Special to The St. Petersburg Times

The State Hermitage Museum premiered its major blockbuster of this season, “Alexander the Great: The Road to the Orient,” on Tuesday.

About 500 exhibits — paintings, prints, sculpture and applied art objects — from all the museum’s departments, showcases the ancient hero’s legendary campaign to Asia which resulted in an empire that spanned from the Balkans to India.

In many respects, this campaign, sometimes taken as the first example of cultural globalization, became paradigmatic for relations between East and West, whether it was during the wars of thousands years ago or the recent war in Iraq, when democratic values and personal freedom were delivered by the sword.

The restless personal biography of the Macedonian king Alexander III, (356 BC–323 BC) has become an integral part of the grand sweep of ancient history. Aged 20, Alexander took the Macedonian throne, by 26 had conquered the world (at least as the Greeks knew it), had prententions toward being a god, but died of a fever at the age of 33.

▸ Dataset excerpt:
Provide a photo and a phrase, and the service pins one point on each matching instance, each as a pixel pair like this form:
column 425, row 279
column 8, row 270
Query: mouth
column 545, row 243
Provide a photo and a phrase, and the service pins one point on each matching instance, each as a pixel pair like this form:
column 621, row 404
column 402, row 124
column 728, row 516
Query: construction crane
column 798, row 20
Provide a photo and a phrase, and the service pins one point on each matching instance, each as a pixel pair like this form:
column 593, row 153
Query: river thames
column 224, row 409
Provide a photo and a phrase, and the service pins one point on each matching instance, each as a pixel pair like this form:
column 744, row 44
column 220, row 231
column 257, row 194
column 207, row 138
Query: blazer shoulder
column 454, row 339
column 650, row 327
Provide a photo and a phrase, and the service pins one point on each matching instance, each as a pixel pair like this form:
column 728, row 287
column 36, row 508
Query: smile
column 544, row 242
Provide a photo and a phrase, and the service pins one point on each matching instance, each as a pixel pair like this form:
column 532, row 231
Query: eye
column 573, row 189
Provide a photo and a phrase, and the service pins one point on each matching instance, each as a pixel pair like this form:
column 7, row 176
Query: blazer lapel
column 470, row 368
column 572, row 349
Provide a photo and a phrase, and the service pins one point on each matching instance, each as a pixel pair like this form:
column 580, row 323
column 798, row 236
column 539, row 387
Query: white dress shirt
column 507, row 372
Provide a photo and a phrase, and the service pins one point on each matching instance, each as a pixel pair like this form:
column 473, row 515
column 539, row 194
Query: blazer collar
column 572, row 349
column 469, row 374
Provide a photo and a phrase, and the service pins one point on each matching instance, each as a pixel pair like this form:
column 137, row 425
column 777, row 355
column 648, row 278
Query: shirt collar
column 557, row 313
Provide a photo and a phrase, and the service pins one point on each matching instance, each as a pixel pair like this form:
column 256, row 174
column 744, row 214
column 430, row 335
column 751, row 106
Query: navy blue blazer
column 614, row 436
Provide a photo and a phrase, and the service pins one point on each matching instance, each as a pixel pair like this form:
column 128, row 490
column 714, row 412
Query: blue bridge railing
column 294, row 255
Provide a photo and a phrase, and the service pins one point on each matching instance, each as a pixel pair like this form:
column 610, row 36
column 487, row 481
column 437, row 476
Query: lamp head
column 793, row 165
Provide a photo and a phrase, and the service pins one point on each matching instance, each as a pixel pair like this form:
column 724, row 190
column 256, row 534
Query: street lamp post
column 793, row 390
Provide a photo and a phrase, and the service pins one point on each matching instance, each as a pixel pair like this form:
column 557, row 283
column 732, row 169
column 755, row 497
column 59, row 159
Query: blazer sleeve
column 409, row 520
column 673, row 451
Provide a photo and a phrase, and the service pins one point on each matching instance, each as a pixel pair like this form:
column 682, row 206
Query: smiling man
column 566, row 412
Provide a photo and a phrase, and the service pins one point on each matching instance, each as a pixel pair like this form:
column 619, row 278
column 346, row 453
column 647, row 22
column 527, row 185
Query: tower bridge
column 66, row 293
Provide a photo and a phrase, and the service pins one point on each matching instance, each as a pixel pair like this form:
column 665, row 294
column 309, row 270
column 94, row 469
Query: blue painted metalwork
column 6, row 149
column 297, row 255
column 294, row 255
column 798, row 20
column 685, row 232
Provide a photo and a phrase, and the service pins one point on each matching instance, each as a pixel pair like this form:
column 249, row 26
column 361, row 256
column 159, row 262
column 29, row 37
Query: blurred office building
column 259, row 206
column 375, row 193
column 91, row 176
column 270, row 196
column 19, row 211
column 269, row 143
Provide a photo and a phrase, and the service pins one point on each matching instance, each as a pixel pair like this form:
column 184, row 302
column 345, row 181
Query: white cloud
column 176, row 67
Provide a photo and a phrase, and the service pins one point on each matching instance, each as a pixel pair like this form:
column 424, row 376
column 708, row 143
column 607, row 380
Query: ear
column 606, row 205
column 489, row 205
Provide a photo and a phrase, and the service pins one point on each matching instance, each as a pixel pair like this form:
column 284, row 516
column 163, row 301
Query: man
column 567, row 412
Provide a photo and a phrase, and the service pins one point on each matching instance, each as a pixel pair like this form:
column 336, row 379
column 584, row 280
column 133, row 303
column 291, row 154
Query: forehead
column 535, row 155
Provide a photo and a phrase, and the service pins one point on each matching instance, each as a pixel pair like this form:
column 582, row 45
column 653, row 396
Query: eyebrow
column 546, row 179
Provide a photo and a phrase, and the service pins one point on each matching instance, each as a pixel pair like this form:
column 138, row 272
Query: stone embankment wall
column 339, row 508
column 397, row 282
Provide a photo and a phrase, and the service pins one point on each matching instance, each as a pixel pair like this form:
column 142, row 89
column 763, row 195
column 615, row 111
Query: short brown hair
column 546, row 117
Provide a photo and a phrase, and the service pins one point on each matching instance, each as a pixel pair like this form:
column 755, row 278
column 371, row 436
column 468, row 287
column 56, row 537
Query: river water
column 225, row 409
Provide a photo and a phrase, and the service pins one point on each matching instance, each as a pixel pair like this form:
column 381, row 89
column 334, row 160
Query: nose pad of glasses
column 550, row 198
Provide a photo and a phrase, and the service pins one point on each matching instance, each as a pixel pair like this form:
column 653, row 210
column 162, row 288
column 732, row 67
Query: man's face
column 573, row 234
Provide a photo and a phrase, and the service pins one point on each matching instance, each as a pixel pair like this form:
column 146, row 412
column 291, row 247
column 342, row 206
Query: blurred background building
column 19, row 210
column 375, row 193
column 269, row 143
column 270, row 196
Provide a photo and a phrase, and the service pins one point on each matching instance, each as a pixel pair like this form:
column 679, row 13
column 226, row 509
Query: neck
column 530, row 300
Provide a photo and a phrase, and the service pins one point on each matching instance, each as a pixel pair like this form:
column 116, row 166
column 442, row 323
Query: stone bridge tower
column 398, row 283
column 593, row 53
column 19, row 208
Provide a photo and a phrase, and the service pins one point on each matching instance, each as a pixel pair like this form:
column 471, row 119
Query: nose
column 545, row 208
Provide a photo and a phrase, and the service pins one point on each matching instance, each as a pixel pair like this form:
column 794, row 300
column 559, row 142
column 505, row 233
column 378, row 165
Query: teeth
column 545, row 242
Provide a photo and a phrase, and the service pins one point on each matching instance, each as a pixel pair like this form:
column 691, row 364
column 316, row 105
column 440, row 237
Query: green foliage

▸ Exercise instructions:
A. Reproduce the text from the Hermitage exhibition article between "The restless personal" and "the age of 33.", inclusive.
B. Answer these questions using the Hermitage exhibition article.
(i) On what day of the week did the exhibition premiere?
(ii) About how many exhibits does the exhibition include?
(iii) At what age did Alexander take the Macedonian throne?

▸ Answers to the exercises:
A.
The restless personal biography of the Macedonian king Alexander III, (356 BC–323 BC) has become an integral part of the grand sweep of ancient history. Aged 20, Alexander took the Macedonian throne, by 26 had conquered the world (at least as the Greeks knew it), had prententions toward being a god, but died of a fever at the age of 33.

B.
(i) Tuesday
(ii) About 500
(iii) 20